**THE TASK:** Repeat nothing but the line containing "of the black" and the lines that follow it, up to and including the last line of the data below.

····················

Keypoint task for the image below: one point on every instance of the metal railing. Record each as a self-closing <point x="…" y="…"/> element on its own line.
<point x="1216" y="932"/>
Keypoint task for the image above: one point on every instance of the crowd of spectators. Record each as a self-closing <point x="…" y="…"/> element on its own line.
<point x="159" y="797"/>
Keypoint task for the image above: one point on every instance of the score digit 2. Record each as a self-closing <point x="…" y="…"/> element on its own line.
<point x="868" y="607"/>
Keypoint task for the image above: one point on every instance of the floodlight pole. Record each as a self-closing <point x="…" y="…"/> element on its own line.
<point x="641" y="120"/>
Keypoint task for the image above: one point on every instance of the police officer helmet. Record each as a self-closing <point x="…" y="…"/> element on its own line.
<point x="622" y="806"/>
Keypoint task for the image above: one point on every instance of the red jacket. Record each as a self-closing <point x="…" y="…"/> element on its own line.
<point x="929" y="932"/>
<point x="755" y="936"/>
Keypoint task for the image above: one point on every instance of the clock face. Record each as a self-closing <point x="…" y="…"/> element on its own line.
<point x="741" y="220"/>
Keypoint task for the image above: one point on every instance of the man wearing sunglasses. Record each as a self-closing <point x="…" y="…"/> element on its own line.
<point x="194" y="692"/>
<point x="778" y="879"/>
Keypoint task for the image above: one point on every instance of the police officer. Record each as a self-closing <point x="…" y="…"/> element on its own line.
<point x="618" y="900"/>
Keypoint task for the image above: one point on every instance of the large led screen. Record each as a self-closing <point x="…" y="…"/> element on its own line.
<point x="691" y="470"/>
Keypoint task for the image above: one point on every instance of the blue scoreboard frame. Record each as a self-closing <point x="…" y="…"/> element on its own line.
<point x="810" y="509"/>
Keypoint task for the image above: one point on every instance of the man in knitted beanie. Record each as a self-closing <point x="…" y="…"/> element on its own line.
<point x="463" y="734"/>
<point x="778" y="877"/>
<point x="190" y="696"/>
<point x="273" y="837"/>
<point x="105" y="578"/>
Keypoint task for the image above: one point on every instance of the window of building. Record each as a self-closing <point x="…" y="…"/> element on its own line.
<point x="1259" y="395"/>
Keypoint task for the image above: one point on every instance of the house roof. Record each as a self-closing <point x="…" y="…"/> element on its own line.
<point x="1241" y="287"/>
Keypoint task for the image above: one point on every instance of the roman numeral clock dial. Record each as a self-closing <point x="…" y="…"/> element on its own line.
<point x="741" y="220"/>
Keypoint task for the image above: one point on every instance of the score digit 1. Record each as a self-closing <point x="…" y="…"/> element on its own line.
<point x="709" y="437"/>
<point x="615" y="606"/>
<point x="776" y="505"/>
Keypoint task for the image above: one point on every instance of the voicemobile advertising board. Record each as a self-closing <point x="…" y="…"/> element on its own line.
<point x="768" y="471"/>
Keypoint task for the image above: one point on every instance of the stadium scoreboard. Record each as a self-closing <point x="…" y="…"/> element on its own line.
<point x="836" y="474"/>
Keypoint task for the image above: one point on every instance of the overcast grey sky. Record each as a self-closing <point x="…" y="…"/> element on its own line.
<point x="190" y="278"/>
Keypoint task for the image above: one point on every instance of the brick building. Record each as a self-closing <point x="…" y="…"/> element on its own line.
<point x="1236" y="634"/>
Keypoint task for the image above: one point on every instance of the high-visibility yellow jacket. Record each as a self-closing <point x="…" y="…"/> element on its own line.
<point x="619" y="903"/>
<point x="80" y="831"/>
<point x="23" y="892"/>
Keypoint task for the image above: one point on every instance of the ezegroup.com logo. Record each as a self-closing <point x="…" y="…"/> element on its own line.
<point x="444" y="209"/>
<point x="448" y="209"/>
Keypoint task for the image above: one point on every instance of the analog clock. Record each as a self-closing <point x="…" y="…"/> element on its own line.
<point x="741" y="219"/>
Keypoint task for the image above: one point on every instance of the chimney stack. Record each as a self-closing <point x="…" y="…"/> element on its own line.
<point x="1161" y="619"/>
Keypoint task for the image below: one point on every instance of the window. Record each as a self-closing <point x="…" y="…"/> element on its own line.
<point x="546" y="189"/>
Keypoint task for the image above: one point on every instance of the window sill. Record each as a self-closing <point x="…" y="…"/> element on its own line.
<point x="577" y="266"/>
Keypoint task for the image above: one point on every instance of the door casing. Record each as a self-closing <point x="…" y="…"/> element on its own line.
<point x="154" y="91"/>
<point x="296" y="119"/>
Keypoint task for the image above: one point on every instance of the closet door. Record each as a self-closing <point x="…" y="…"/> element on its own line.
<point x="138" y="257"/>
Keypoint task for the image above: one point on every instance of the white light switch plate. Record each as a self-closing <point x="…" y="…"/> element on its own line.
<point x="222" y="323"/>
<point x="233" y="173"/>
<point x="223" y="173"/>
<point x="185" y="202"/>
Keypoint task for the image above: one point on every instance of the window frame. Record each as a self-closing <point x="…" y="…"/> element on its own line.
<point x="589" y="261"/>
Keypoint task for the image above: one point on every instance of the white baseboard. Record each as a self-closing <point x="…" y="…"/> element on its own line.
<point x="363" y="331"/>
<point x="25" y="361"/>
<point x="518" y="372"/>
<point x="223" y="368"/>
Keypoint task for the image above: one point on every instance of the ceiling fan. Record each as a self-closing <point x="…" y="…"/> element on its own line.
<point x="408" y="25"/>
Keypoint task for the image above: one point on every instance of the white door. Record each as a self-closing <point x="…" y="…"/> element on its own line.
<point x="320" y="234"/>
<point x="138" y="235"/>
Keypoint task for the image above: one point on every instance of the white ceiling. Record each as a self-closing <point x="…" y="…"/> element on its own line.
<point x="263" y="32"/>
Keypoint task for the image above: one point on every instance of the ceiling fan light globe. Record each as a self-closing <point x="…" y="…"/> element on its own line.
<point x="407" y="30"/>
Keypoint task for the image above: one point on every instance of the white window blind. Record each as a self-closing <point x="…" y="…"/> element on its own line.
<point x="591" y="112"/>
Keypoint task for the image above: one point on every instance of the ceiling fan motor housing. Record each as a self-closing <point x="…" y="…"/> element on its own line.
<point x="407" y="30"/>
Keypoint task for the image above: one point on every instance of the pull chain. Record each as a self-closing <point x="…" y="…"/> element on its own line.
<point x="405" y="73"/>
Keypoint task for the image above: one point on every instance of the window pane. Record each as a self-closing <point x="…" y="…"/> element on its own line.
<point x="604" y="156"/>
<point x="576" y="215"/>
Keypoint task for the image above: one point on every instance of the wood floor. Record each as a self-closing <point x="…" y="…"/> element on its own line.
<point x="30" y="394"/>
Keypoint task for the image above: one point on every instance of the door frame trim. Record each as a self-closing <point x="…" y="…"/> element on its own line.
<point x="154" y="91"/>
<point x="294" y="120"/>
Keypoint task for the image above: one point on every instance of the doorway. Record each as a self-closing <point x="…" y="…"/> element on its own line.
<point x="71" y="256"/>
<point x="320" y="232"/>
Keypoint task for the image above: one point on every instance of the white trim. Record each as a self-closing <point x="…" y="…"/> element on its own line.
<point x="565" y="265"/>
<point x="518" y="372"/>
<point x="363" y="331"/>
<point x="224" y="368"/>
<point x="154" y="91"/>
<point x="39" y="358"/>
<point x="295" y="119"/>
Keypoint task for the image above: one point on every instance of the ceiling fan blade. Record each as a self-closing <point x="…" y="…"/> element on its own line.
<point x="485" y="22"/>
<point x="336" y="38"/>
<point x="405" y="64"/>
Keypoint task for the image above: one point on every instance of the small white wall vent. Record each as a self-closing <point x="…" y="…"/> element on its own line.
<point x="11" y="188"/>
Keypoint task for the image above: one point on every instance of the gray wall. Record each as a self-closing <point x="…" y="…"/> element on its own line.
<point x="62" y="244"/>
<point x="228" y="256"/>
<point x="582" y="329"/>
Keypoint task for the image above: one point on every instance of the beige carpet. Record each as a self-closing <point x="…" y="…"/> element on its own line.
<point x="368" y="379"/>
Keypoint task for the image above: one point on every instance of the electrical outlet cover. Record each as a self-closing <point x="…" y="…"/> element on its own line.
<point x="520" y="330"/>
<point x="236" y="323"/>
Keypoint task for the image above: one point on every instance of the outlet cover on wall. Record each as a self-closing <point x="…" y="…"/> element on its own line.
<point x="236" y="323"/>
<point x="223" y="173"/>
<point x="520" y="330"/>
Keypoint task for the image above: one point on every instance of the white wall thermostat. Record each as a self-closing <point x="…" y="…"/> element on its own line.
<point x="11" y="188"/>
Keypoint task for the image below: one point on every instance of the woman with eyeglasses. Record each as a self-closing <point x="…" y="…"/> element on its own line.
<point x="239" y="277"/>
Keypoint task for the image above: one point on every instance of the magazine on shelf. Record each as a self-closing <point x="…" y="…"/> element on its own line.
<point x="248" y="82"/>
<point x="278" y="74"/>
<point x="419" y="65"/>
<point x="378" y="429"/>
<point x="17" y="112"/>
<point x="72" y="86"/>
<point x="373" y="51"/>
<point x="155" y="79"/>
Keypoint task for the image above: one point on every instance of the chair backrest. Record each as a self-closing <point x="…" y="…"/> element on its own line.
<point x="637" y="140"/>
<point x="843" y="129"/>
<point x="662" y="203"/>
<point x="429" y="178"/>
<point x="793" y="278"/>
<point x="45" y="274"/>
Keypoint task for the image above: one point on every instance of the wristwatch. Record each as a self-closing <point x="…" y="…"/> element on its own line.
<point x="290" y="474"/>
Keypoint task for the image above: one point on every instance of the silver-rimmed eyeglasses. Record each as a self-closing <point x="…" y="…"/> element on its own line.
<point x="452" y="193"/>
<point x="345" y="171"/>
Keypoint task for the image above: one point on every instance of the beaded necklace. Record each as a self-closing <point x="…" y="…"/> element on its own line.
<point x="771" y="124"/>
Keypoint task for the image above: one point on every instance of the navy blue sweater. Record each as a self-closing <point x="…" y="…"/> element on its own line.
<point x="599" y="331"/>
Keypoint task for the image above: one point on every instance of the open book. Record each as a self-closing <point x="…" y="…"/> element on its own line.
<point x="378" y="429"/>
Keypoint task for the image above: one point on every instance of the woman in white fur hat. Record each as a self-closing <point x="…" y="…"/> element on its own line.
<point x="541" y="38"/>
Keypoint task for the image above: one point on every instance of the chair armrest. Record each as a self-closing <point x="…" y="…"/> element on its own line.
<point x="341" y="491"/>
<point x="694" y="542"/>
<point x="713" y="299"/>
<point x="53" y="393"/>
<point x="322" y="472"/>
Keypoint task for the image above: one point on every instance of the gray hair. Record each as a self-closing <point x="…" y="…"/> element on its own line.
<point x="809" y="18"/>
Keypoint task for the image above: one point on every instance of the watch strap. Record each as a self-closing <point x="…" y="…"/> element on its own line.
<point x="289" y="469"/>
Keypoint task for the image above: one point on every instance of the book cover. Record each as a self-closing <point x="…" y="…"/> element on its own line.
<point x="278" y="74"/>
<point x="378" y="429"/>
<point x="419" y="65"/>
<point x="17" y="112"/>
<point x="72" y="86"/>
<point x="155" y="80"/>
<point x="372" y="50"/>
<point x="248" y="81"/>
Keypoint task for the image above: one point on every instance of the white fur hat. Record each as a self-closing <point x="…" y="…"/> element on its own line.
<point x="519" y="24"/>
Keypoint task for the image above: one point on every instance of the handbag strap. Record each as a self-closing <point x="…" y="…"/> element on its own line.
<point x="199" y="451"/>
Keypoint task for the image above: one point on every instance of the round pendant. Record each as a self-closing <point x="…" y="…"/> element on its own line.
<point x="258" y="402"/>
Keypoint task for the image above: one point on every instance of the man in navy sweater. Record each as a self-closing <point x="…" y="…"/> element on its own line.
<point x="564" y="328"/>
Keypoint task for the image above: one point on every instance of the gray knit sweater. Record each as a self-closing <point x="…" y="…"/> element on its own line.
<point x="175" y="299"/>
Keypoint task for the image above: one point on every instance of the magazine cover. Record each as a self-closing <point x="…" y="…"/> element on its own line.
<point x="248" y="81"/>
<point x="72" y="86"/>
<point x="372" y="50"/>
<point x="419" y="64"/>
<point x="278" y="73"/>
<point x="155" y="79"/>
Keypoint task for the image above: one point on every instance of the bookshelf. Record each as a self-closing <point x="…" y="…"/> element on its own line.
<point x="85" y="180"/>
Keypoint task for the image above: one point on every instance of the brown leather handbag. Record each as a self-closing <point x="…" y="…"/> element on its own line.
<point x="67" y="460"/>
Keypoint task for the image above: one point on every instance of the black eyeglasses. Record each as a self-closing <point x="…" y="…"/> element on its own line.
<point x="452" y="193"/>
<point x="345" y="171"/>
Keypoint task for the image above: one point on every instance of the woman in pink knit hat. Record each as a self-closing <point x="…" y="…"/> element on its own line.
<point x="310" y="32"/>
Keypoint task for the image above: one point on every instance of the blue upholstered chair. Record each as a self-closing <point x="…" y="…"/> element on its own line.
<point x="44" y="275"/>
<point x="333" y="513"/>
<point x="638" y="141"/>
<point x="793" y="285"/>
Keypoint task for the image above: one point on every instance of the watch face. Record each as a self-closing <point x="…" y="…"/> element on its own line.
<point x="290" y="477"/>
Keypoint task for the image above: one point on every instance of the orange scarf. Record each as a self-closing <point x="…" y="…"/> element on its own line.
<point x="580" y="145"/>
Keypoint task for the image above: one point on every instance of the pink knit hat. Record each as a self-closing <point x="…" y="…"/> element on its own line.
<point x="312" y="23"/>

····················

**SOLUTION TO THE EXERCISE:**
Keypoint task for the image above: one point on every instance of the black eyeglasses. Record each as a self-closing <point x="…" y="…"/> element on its own line.
<point x="452" y="193"/>
<point x="345" y="171"/>
Keypoint task for the image above: one point on every instance of the woman in pink knit hat. Record each as a self-closing <point x="…" y="…"/> element on its own line.
<point x="310" y="32"/>
Keypoint task for the image above: one point on every instance of the blue upholstered chair. Record each as a self-closing <point x="…" y="…"/> element on its own line.
<point x="44" y="275"/>
<point x="333" y="513"/>
<point x="638" y="141"/>
<point x="793" y="285"/>
Keypoint task for the image above: one point on every instance of the watch face. Record each as a self-closing <point x="…" y="…"/> element on its own line.
<point x="290" y="477"/>
Keypoint task for the image above: one point on every instance of the orange scarf. Record each as a self-closing <point x="…" y="…"/> element on its own line.
<point x="580" y="145"/>
Keypoint task for the image above: one point on every instance of the pink knit hat. Record each as a self-closing <point x="…" y="…"/> element on its own line.
<point x="312" y="23"/>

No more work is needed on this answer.